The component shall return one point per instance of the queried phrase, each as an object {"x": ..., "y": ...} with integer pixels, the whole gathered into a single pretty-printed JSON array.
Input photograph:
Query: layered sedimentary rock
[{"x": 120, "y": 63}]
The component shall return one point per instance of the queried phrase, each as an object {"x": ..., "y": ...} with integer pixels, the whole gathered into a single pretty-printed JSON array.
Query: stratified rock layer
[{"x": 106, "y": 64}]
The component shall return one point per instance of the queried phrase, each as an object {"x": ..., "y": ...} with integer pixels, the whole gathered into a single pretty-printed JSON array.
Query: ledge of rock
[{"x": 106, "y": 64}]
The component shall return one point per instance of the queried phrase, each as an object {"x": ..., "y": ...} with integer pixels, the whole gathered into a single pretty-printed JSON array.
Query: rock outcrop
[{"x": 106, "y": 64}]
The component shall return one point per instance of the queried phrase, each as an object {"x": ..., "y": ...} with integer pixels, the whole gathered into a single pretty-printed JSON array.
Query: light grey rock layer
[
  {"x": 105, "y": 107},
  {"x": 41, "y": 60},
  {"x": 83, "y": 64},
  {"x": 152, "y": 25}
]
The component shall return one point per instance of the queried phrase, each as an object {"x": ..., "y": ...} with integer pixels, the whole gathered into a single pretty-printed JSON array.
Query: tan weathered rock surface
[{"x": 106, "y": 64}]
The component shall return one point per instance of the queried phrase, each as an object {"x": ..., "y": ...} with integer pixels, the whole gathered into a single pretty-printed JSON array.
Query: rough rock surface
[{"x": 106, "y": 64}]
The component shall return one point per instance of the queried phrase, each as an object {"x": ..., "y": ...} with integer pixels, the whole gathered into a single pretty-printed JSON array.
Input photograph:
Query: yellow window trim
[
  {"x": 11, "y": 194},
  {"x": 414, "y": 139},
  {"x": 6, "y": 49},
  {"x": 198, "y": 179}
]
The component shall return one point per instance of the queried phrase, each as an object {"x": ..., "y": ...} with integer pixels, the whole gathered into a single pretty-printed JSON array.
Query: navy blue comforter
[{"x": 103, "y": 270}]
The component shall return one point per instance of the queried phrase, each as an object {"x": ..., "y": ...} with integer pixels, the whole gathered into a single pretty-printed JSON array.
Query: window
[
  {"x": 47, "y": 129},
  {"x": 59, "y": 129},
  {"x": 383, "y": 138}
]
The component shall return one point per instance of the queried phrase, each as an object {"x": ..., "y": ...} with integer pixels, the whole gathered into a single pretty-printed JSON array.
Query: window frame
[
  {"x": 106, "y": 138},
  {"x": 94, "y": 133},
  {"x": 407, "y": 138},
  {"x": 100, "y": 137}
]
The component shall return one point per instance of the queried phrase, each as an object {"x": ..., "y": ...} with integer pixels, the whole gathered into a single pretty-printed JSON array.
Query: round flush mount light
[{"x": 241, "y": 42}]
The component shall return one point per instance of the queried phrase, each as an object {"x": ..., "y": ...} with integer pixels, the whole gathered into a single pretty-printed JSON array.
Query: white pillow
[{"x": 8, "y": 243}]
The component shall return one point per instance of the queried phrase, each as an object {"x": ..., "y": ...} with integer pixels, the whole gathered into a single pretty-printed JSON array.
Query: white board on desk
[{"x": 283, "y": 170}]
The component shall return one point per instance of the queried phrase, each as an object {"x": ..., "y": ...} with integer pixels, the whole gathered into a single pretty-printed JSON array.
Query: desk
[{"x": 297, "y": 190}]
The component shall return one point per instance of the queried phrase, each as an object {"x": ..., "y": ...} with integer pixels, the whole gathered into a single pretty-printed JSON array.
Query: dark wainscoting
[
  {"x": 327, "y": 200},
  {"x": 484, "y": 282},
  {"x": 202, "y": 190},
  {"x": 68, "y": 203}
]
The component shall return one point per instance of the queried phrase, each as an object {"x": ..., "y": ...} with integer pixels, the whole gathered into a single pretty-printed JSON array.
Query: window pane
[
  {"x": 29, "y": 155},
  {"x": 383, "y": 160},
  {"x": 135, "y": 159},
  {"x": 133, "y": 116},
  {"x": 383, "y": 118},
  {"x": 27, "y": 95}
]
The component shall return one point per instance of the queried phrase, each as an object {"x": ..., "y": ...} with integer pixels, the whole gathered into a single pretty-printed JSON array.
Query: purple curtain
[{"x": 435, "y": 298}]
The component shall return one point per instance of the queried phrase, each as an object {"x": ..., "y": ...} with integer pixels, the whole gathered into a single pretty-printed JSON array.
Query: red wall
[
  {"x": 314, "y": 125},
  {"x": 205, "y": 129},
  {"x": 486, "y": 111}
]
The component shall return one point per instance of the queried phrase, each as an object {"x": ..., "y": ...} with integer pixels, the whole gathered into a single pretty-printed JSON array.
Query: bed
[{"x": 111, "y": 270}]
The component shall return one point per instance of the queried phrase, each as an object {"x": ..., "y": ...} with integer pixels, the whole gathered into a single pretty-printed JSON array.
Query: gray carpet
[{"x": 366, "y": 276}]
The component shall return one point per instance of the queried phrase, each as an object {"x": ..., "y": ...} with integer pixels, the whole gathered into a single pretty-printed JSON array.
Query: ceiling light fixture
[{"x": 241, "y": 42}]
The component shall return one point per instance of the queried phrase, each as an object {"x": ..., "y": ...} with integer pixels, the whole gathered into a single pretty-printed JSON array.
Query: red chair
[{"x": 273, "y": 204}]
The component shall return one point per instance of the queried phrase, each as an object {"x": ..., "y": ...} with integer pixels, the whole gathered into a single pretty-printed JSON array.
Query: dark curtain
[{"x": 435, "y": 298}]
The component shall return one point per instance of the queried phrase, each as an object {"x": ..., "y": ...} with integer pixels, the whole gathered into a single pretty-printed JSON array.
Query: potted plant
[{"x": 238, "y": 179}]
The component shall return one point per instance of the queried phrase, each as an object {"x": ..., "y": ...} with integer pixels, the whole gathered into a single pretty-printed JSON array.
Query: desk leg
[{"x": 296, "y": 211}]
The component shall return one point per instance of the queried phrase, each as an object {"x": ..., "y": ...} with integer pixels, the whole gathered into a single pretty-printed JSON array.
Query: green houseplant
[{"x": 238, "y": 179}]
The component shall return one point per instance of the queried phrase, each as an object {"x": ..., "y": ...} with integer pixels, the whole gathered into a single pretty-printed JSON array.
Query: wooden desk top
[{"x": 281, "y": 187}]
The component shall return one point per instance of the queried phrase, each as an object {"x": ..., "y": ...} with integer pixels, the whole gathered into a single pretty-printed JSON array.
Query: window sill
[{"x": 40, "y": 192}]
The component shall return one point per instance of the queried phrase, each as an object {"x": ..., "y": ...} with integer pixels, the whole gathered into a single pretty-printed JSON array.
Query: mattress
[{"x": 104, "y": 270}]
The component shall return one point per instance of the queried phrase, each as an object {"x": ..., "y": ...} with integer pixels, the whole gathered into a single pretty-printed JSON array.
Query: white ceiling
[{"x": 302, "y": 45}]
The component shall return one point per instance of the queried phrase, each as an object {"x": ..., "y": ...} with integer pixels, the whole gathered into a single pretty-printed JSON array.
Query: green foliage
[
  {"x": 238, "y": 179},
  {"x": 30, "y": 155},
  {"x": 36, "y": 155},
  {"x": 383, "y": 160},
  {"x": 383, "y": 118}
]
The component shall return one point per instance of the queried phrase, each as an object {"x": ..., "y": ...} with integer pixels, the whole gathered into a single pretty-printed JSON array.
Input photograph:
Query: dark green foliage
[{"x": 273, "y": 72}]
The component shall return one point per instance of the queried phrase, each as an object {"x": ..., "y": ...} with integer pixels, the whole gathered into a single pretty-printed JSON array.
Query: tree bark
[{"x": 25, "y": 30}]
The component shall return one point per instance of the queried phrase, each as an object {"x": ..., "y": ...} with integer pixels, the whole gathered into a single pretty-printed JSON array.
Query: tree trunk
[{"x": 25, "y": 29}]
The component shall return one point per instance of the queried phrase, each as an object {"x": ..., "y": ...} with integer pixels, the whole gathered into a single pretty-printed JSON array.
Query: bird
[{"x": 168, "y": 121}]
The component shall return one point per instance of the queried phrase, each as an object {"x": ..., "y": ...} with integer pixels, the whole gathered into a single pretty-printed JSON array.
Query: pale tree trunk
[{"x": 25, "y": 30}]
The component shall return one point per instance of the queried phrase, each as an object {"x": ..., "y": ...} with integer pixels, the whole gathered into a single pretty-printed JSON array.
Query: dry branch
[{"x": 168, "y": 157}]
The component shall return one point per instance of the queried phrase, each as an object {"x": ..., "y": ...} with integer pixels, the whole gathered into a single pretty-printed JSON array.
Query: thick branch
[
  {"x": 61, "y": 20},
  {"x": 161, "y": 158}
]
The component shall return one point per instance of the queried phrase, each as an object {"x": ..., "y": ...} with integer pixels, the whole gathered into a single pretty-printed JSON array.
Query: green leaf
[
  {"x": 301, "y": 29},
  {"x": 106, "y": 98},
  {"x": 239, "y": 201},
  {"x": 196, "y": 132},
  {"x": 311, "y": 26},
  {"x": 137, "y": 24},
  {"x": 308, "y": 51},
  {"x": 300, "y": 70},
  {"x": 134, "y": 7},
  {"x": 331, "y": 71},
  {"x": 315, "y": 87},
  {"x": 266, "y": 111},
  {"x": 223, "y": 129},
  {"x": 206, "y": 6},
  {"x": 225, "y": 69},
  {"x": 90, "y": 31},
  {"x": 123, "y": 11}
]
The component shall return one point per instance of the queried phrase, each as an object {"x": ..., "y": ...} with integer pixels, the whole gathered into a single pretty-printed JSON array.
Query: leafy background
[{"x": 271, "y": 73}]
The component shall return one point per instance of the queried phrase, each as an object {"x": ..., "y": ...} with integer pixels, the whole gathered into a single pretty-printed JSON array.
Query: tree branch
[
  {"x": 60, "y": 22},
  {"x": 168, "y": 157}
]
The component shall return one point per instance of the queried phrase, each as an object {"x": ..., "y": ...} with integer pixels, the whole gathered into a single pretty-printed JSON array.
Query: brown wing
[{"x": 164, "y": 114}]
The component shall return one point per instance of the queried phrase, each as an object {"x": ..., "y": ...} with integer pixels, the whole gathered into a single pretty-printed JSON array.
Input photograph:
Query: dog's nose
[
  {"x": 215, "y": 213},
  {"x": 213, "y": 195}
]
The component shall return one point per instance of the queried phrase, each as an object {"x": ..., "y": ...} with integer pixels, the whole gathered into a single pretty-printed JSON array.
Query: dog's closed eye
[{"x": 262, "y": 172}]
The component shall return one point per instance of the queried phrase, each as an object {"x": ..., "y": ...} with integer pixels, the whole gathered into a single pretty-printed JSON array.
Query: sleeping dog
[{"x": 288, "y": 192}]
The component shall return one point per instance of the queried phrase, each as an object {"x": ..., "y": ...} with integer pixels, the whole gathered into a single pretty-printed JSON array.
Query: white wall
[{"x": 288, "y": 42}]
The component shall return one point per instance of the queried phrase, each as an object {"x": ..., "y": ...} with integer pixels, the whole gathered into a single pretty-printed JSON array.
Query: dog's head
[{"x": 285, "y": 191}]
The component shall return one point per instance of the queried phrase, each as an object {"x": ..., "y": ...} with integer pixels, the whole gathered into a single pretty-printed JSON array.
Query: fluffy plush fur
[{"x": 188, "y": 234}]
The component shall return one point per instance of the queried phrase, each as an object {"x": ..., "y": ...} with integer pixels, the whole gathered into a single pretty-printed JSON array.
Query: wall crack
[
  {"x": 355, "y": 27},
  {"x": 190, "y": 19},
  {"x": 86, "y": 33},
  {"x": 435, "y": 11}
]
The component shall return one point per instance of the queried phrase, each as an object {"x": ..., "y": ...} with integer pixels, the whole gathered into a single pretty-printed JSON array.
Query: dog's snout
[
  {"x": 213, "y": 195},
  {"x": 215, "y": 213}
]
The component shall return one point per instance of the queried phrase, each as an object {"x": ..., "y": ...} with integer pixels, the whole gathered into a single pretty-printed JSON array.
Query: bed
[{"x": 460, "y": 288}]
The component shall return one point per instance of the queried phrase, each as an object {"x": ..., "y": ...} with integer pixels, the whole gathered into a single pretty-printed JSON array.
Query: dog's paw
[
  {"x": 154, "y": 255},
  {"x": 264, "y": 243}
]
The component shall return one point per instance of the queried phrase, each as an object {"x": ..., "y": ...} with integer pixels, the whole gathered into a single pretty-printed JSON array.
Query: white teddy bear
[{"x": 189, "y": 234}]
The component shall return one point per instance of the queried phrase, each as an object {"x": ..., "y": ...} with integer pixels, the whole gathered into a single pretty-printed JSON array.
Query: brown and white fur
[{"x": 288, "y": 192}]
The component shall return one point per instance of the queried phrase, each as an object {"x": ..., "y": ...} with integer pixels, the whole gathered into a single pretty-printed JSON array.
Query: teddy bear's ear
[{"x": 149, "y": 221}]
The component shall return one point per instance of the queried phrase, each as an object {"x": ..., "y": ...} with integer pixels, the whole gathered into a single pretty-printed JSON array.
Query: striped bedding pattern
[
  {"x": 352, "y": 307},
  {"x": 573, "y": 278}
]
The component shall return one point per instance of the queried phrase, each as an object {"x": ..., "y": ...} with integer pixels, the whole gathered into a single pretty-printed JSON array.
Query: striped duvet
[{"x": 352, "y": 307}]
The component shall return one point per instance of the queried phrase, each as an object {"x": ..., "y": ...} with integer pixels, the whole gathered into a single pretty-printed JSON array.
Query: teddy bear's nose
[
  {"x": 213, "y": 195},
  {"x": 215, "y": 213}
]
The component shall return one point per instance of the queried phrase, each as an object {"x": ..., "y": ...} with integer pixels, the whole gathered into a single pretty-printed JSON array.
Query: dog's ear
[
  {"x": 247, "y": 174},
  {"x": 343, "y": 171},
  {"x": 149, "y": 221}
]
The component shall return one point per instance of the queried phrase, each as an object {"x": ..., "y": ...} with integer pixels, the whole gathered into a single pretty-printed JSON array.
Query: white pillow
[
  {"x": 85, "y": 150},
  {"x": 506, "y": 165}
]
++++++++
What this task involves » Copy from the line with "Query: dog's ear" to the final line of the records, inclusive, and add nothing else.

Task response »
Query: dog's ear
[
  {"x": 247, "y": 174},
  {"x": 343, "y": 171},
  {"x": 149, "y": 221}
]
The component shall return one point per instance of the queried phrase, each as an object {"x": ..., "y": ...} with integer pixels, the whole gathered into a single pretty-printed JSON array.
Query: white pillow
[
  {"x": 85, "y": 150},
  {"x": 506, "y": 165}
]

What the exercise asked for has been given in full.